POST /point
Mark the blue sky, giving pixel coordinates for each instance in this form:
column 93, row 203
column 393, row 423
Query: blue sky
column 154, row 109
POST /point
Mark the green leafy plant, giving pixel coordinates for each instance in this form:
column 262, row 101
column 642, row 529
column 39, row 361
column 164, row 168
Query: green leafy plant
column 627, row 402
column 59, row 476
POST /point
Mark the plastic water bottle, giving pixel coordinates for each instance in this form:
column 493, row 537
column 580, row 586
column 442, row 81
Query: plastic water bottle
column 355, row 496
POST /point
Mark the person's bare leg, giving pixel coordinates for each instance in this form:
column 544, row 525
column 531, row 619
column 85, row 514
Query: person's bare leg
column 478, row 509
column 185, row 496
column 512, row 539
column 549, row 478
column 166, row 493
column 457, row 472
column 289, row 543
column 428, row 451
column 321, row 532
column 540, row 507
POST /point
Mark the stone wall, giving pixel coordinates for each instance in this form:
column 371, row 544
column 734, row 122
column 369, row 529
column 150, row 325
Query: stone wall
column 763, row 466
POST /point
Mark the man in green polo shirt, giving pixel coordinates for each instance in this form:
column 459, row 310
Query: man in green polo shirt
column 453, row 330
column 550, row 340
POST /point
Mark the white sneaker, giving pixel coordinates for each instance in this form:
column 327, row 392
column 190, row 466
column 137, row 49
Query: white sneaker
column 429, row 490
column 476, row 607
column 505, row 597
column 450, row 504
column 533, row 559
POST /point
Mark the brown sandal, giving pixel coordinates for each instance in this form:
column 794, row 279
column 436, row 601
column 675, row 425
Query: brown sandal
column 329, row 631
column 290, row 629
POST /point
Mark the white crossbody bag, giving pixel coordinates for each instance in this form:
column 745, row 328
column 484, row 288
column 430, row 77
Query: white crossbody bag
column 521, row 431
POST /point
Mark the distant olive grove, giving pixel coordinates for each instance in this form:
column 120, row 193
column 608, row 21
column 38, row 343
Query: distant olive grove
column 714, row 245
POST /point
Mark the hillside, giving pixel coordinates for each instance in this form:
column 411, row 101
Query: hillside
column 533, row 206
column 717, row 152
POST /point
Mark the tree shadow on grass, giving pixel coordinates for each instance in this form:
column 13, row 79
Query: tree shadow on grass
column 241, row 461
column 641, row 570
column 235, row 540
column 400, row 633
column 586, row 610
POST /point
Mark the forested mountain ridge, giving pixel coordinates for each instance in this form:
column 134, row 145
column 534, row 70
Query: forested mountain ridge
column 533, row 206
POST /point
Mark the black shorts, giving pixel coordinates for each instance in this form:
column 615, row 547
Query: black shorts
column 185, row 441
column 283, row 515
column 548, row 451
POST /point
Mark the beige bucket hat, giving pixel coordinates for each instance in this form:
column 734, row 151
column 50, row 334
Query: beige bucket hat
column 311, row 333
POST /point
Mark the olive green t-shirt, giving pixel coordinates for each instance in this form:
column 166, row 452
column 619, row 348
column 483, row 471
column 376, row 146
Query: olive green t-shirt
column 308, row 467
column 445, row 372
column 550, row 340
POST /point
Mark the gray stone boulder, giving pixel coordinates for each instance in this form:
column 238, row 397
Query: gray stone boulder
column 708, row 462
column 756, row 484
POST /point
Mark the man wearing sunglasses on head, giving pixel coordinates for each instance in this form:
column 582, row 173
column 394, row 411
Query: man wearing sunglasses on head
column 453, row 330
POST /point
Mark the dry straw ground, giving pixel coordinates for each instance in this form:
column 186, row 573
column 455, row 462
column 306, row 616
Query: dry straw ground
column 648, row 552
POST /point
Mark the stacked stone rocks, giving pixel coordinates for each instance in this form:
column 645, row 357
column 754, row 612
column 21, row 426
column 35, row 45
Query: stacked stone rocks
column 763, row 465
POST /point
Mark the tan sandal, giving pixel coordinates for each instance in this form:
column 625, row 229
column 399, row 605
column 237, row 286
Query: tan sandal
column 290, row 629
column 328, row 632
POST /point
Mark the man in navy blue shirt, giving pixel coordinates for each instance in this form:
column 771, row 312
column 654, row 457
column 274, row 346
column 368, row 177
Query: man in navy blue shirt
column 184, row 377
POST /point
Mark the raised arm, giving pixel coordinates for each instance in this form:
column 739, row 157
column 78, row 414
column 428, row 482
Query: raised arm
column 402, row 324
• • • • •
WHAT THE TASK REQUIRES:
Exactly as shown above, write out all the records.

SOLUTION:
POST /point
Mark the blue sky, giving pixel coordinates for each instance in this form:
column 93, row 203
column 393, row 423
Query: blue sky
column 154, row 109
POST /point
Mark the green leafy plant, giving pixel coordinates for each instance in this form:
column 262, row 101
column 642, row 529
column 39, row 361
column 164, row 168
Query: green leafy plant
column 627, row 402
column 59, row 476
POST /point
Mark the plastic water bottle, giving pixel coordinates for each instance in this form:
column 493, row 537
column 580, row 586
column 442, row 81
Query: plastic water bottle
column 355, row 496
POST /point
Mark the person's bare leg, giving pixel coordinates for each instance in this form:
column 544, row 525
column 531, row 619
column 85, row 514
Query: person's bare leg
column 478, row 509
column 185, row 496
column 512, row 539
column 549, row 478
column 166, row 493
column 457, row 472
column 289, row 543
column 428, row 451
column 321, row 532
column 540, row 507
POST /point
Mark the stone wall, giving pixel coordinates for each instance in this form:
column 371, row 544
column 734, row 122
column 369, row 529
column 150, row 325
Query: stone wall
column 763, row 466
POST /point
Mark the man in green polo shirt, giving pixel coordinates for each instance in this form:
column 459, row 310
Query: man in green polo shirt
column 453, row 330
column 550, row 340
POST /point
Mark the white sneaker, giving pixel coordinates for each instance in this form:
column 327, row 392
column 190, row 466
column 137, row 49
Query: white sneaker
column 429, row 490
column 476, row 607
column 505, row 597
column 450, row 504
column 533, row 559
POST /point
Mark the brown sandal, giving pixel coordinates for each instance in this form:
column 794, row 279
column 436, row 601
column 675, row 425
Query: brown sandal
column 329, row 631
column 290, row 629
POST /point
Mark the white crossbody bag, giving pixel coordinates for each instance in this form:
column 745, row 328
column 484, row 288
column 430, row 77
Query: white crossbody bag
column 521, row 431
POST /point
Mark the distant olive grove, giving pixel coordinates for each instance in this form:
column 120, row 193
column 608, row 21
column 38, row 343
Query: distant olive grove
column 714, row 245
POST /point
Mark the hillside, giving pixel coordinates for each instance in this form:
column 411, row 101
Query: hillside
column 533, row 206
column 717, row 152
POST /point
Mark the tree shadow on grass, giving pixel coordinates for each instance in this form:
column 13, row 79
Query: tree shadow on grass
column 241, row 461
column 641, row 570
column 235, row 540
column 400, row 633
column 586, row 610
POST /point
Mark the forested mountain ridge, giving pixel coordinates for each instance in this form:
column 134, row 145
column 534, row 70
Query: forested mountain ridge
column 533, row 206
POST /point
Mark the black shorts, giving pixel coordinates for each instance in this form:
column 615, row 547
Query: black shorts
column 185, row 441
column 283, row 515
column 548, row 451
POST /point
Mark the beige bucket hat, giving pixel coordinates for each instance in this form:
column 734, row 151
column 50, row 334
Query: beige bucket hat
column 311, row 333
POST /point
Mark the olive green t-shirt, giving pixel coordinates for each instance in this form:
column 166, row 452
column 619, row 348
column 483, row 471
column 376, row 146
Query: olive green t-shirt
column 308, row 467
column 445, row 372
column 550, row 340
POST /point
Mark the gray stone boulder, giving pixel coordinates for each instance in this form:
column 238, row 397
Query: gray stone boulder
column 708, row 462
column 756, row 484
POST /point
Mark the man wearing sunglasses on head, giving pixel coordinates for each instance in this form:
column 582, row 173
column 394, row 411
Query: man wearing sunglasses on head
column 453, row 330
POST /point
Mark the dry straw ground, giving pixel coordinates for each instance in this form:
column 186, row 573
column 455, row 462
column 306, row 616
Query: dry straw ground
column 648, row 552
POST /point
Mark the stacked stone rocks, giving pixel coordinates for each instance in this form:
column 645, row 357
column 754, row 612
column 21, row 426
column 35, row 45
Query: stacked stone rocks
column 763, row 465
POST /point
Mark the tan sandal, giving pixel coordinates for each instance in this form:
column 625, row 229
column 399, row 605
column 237, row 286
Query: tan sandal
column 290, row 629
column 328, row 632
POST /point
Mark the man in navy blue shirt, giving pixel coordinates for each instance in this form:
column 771, row 312
column 654, row 457
column 274, row 346
column 368, row 177
Query: man in navy blue shirt
column 184, row 377
POST /point
Mark the raised arm, giving pixel coordinates for each instance in this form:
column 739, row 157
column 78, row 414
column 428, row 482
Query: raised arm
column 402, row 324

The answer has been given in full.